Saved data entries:
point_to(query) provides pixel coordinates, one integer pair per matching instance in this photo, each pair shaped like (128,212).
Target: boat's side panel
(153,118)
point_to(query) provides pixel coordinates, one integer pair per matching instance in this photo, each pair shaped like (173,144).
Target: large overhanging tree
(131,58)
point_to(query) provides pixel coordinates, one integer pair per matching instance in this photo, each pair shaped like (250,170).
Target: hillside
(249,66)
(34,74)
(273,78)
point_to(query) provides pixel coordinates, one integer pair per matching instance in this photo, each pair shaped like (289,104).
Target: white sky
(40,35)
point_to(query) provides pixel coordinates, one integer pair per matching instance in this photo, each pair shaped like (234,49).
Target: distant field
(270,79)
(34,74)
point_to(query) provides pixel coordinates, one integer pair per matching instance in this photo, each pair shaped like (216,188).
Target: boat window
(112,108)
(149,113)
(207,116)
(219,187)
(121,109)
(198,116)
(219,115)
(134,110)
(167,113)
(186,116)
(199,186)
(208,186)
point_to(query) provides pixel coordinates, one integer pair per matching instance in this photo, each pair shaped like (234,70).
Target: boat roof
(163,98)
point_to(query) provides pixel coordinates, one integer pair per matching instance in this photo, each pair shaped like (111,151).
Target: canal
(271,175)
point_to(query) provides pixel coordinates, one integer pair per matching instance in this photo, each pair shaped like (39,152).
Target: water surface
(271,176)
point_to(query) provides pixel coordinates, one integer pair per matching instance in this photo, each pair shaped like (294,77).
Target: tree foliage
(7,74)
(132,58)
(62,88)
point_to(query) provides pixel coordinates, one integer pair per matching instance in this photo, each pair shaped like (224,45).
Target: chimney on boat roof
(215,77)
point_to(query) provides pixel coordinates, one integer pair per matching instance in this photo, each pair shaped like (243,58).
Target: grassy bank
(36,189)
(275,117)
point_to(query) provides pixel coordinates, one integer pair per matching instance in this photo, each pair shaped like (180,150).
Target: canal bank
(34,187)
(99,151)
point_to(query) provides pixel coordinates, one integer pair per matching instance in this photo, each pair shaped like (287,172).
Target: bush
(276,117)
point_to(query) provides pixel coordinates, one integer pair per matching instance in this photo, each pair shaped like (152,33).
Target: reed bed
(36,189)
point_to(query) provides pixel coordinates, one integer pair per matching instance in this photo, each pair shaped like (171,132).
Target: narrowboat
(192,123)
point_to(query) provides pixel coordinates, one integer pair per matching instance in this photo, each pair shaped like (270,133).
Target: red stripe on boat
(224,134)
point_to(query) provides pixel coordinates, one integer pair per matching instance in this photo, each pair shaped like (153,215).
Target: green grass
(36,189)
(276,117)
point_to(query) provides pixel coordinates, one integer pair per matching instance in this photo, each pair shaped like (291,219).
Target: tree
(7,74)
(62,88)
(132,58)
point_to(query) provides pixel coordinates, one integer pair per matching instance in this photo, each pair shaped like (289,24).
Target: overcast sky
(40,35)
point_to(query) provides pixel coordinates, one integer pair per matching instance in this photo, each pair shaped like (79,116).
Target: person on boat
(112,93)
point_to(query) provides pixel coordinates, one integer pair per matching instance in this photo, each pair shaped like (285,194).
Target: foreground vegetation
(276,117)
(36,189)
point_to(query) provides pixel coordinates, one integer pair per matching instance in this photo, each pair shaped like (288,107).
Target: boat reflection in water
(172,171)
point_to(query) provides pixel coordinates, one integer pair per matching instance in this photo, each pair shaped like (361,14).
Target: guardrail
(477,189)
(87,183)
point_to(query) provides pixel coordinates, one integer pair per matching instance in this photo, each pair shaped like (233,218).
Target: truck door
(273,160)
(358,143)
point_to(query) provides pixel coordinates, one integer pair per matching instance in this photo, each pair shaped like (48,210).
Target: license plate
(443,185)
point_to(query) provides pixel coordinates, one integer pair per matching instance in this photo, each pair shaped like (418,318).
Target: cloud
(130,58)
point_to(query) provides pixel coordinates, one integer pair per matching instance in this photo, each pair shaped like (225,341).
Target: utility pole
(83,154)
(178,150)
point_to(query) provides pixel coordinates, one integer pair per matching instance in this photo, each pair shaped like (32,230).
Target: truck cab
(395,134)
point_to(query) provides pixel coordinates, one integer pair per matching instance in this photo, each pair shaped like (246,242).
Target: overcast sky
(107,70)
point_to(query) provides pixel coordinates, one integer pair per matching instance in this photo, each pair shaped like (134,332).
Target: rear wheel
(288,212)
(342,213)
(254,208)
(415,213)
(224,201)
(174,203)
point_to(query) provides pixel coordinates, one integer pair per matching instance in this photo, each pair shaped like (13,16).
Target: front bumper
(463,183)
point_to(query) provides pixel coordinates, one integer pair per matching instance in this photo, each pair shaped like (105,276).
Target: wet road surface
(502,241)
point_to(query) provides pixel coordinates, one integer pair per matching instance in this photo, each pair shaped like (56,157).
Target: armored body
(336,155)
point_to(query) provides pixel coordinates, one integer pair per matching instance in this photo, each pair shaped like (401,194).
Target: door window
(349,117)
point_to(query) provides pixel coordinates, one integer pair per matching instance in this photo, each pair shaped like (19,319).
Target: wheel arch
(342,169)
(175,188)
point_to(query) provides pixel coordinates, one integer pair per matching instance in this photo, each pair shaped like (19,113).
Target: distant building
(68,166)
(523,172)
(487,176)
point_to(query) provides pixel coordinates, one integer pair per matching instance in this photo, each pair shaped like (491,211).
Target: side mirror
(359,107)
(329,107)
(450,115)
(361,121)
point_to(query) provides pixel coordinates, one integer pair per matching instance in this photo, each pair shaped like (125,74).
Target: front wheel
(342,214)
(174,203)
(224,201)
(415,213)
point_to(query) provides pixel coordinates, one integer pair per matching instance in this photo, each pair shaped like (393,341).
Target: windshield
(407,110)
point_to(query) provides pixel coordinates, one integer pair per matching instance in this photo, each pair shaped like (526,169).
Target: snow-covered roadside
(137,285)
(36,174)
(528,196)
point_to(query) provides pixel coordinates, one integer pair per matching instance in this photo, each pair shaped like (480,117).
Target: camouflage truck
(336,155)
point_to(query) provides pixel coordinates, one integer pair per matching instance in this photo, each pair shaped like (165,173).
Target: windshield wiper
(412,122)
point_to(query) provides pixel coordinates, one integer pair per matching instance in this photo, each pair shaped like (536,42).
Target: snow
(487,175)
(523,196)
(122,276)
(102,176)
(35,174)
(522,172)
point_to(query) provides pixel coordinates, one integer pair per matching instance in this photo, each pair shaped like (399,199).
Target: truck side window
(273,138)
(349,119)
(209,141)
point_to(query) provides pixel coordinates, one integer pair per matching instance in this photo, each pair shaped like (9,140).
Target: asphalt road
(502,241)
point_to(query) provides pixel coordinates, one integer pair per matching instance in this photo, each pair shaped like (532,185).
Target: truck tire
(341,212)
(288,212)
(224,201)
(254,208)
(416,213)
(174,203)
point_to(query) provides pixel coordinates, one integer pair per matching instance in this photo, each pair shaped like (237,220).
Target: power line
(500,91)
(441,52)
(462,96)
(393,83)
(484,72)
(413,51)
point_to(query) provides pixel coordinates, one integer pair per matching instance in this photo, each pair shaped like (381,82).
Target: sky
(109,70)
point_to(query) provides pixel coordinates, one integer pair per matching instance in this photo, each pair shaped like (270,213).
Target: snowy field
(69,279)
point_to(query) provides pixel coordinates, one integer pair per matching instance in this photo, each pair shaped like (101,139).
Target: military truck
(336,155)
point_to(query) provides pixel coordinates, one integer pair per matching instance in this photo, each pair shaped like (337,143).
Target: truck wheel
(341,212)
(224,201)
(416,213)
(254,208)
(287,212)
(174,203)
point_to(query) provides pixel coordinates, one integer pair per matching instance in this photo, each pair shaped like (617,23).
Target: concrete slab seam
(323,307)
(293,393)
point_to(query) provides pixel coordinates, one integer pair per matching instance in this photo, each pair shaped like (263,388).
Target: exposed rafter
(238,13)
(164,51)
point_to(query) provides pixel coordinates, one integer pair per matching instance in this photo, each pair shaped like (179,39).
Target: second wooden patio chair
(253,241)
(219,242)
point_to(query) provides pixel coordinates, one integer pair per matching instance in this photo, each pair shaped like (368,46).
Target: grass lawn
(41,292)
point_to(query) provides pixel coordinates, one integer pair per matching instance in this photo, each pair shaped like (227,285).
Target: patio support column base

**STATED EXERCISE:**
Please reproduce word for word the data beginning with the line that contains "shaped like (227,285)." and running through the final line of the data above.

**SOLUTION:**
point_to(query) provides pixel coordinates, one integer pair per matching instance in this photo, each pair shaped like (227,285).
Target: patio support column base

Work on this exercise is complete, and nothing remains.